== Exercise data

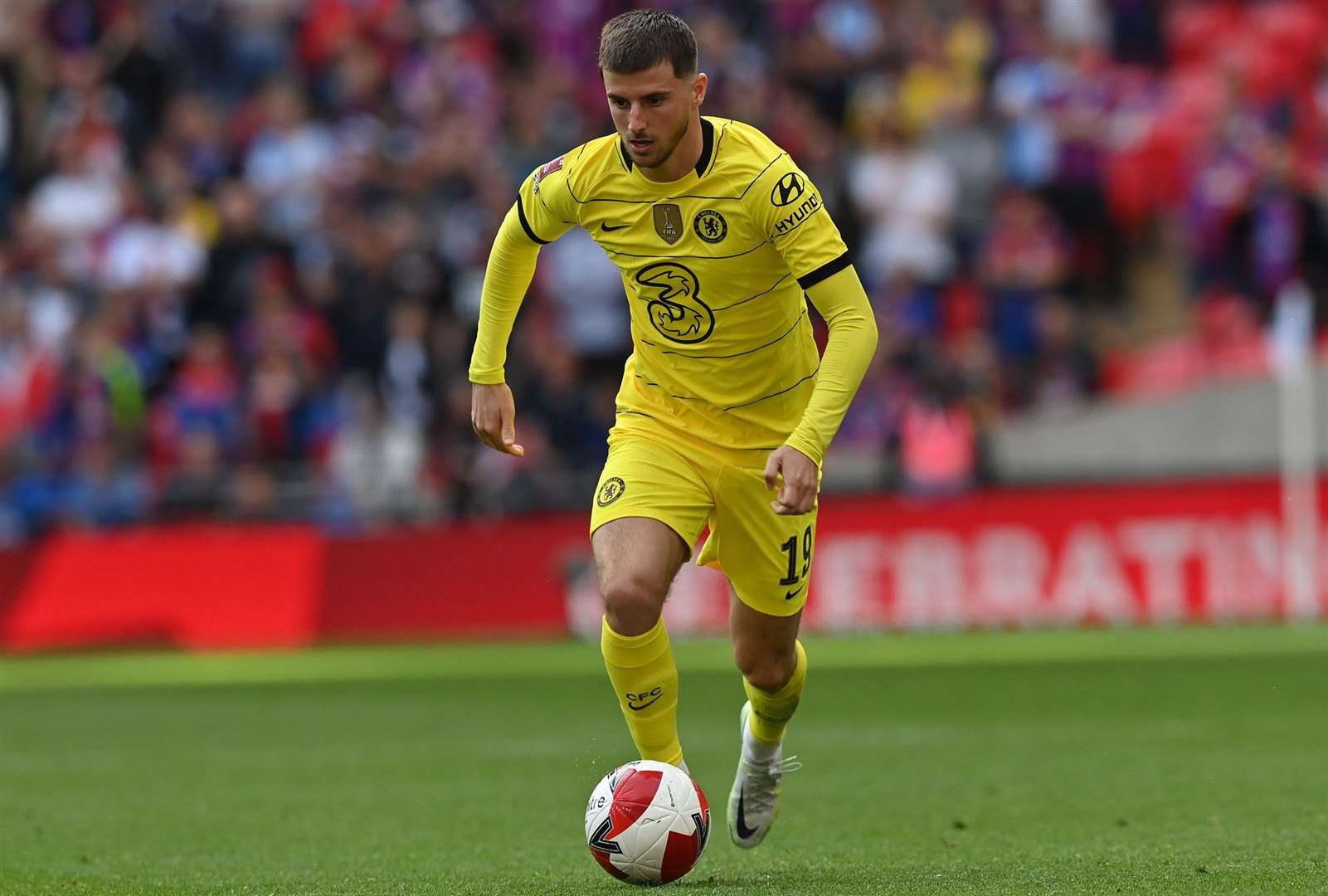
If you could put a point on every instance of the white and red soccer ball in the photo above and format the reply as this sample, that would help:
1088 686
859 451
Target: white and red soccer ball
647 822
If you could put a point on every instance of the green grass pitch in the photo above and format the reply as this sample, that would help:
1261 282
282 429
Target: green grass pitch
1052 762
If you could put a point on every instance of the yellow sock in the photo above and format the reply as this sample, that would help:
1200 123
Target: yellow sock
645 679
771 712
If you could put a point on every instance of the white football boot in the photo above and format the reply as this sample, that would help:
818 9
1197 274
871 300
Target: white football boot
757 793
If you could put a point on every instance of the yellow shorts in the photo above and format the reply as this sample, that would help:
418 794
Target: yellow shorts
685 485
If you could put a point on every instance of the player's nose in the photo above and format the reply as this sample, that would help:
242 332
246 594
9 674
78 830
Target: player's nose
636 121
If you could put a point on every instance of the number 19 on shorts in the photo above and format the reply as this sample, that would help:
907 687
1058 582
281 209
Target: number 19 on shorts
795 577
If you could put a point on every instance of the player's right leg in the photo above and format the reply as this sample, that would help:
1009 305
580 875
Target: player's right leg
636 559
649 511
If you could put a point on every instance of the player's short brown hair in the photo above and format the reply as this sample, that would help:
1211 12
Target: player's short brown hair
642 39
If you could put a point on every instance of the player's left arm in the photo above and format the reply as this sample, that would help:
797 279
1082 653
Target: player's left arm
800 227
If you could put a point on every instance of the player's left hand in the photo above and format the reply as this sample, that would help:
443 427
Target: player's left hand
799 494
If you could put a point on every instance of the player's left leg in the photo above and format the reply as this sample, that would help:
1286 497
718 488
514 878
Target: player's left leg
775 670
768 562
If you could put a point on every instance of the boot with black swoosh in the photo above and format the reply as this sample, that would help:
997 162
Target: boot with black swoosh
757 791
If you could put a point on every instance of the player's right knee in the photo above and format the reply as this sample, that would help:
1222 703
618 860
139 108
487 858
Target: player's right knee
632 606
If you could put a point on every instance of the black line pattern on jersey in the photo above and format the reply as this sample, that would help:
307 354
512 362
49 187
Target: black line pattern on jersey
669 258
777 338
777 393
669 395
718 144
756 296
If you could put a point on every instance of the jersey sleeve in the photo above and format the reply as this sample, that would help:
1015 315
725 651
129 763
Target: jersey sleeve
545 203
788 206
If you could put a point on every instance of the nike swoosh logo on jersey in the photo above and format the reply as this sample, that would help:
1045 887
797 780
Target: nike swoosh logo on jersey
740 823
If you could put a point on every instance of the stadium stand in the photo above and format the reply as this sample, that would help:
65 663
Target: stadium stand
242 241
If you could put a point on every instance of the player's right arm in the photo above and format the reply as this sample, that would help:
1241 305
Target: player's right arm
543 212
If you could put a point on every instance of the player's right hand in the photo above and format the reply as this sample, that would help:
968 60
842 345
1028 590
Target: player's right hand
493 416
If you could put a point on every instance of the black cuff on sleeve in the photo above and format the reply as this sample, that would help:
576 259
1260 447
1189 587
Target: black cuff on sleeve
826 270
525 225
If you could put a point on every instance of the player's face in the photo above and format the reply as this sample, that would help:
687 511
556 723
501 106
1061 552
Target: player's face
652 110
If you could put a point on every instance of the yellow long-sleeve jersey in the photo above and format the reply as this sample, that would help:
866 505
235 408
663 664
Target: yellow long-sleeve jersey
716 265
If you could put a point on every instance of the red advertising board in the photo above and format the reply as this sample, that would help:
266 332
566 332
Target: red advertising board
1137 554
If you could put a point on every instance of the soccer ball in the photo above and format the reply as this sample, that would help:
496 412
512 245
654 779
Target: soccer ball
647 822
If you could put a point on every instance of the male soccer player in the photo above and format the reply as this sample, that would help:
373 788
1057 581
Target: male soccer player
718 238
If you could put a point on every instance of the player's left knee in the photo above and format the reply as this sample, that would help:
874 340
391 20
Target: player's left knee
765 670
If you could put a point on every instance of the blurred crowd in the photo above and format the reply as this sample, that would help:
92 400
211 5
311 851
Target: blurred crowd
242 241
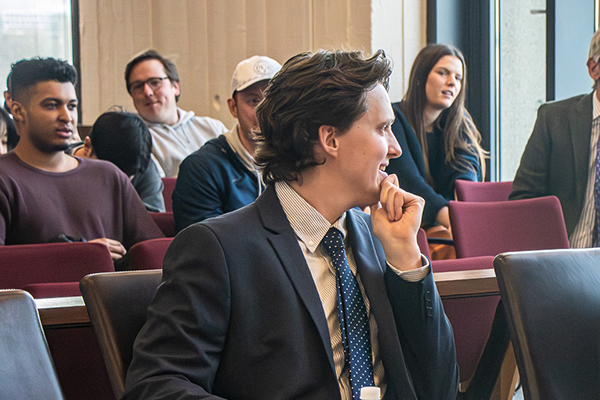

====

* [What you are asked to do]
Could you please return each line of the material exactly, dropping the pictures?

* [Output of the exercise]
If you could put a point on every instance of the white and red soccer ball in the photo above and format the reply as this sample, that would help:
1088 686
859 451
Target: white and red soccer ball
647 822
If you could put a point on every instance of the green grass pitch in the photo above and format the reply as this sample, that would help:
1261 282
282 429
Target: green grass pitch
1052 762
If you could put a point on every instance of the yellow sock in the photo above and format the reply as this sample, that would help:
1200 123
Target: yellow sock
645 679
771 712
If you could put a point on every instance of the white football boot in the photo above and format the reply as this sample, that would help:
818 9
1197 274
871 300
Target: white football boot
757 793
If you could put a point on every instance of the yellow shorts in the photo above and format the reply as this sample, that would help:
418 794
Target: yellow shorts
685 485
If you could put a point on every instance of the player's nose in the photo above and format the reply as this sample, that would help:
242 332
246 594
9 674
78 830
Target: player's nose
636 121
If you could put a point on every instance of the number 19 on shorts in the photo above and format the reply as this sample, that would help:
907 687
1058 582
281 209
Target: number 19 on shorts
795 577
If you could put a point on every instance of the player's right leg in the photo above and format the reply as this sample, that would help:
1009 305
580 875
Target: player's right leg
636 559
649 511
If you could put a point on every instance of the player's short brown hair in the photo above and format the reply as this sample, that would help:
1211 12
Target: player's short brown hair
642 39
If you could put a point on every instance of the player's left arm in the photo above and format the reply as this sample, that would help:
797 279
1082 653
Target: player's left arm
800 227
If you could put a point on every instance of the player's left hand in the photo above and format the reply as this sample, that would help:
443 427
Target: player's left hand
799 494
If you could put a point on every instance of the player's left leg in the photo above and format the reply as this sample, that would help:
1286 497
718 488
514 878
Target: player's left leg
775 670
768 562
If you could put a point on every instance of the boot with black swoosh in the photo above and format the reply as this sample, that would help:
997 162
Target: boot with black swoosh
757 791
If you could put a point on every instance of the player's right knee in the photo above and format the reply as this sample, that would help:
1222 703
618 860
139 108
487 858
Target: player's right knee
632 606
If you could put a point on every instance of the black line pattern on jersey in the photo above and format the reply as this sample, that would help:
307 354
512 362
49 187
Target: black line pattern on jersey
669 258
777 338
777 393
669 395
718 144
756 296
If you could put a point on every instance of the jersey sleeve in the photo above and format the reply as this sample, that would help:
1015 315
725 651
129 763
Target: jersey sleeve
545 203
788 206
If you could put a point on every instance of the nike swoosh logo on jersey in the photo above and format the reply as this sample, that would help:
1045 887
797 780
Target: nike swoosh logo on jersey
740 823
If you could put a point on every instance of the stadium stand in the photo above and format the reply as this sample, that would help:
65 663
Target: stadium stand
242 241
If you could put a point on every instance of the player's right arm in the photo above and format the reply as this sample, that would help:
1241 305
Target: player's right arm
543 212
If you could put a point on every instance of the player's right hand in the photo above and format the reply as this sample, that would help:
968 60
842 345
1028 590
Target: player's right hand
493 416
If you could put a point on every instance of the black cuff on sleeve in the photo above and format the reply as this sample, that would help:
576 259
1260 447
1189 587
Target: black cuff on sleeve
826 270
525 225
If you could put a point on every instance of the player's face in the photo above and format the reply as this sample, that would help:
687 511
556 723
501 106
1061 552
Target: player's face
652 110
If you could put a point on every instance of the yellow long-sleeve jersey in the photo above and format the reply as this sample, that would help:
866 505
235 408
663 664
Target: yellow long-sleeve jersey
716 265
If you could put a point on every instance of the red advertising board in the photo above and format the reply as this sample, that would help:
266 332
566 332
Target: red advertising board
1137 554
If you could put a point on every instance of the soccer ball in the photo above and format the reply as this sample, that would help:
496 412
512 245
654 779
Target: soccer ball
647 822
If you could put a point on every instance of the male soccer player in the photo above and format the reply as this sample, that would help:
373 788
1057 581
Target: male soccer player
718 238
If you could put a point on every instance of the player's left knee in the photo above and format the reply as this sample, that would help:
874 340
391 20
Target: player's left knee
765 670
If you could put a point on every instance of the blurred crowd in the photo above and format the reply as this sample, that would help:
92 400
211 5
311 851
Target: blurred crowd
242 241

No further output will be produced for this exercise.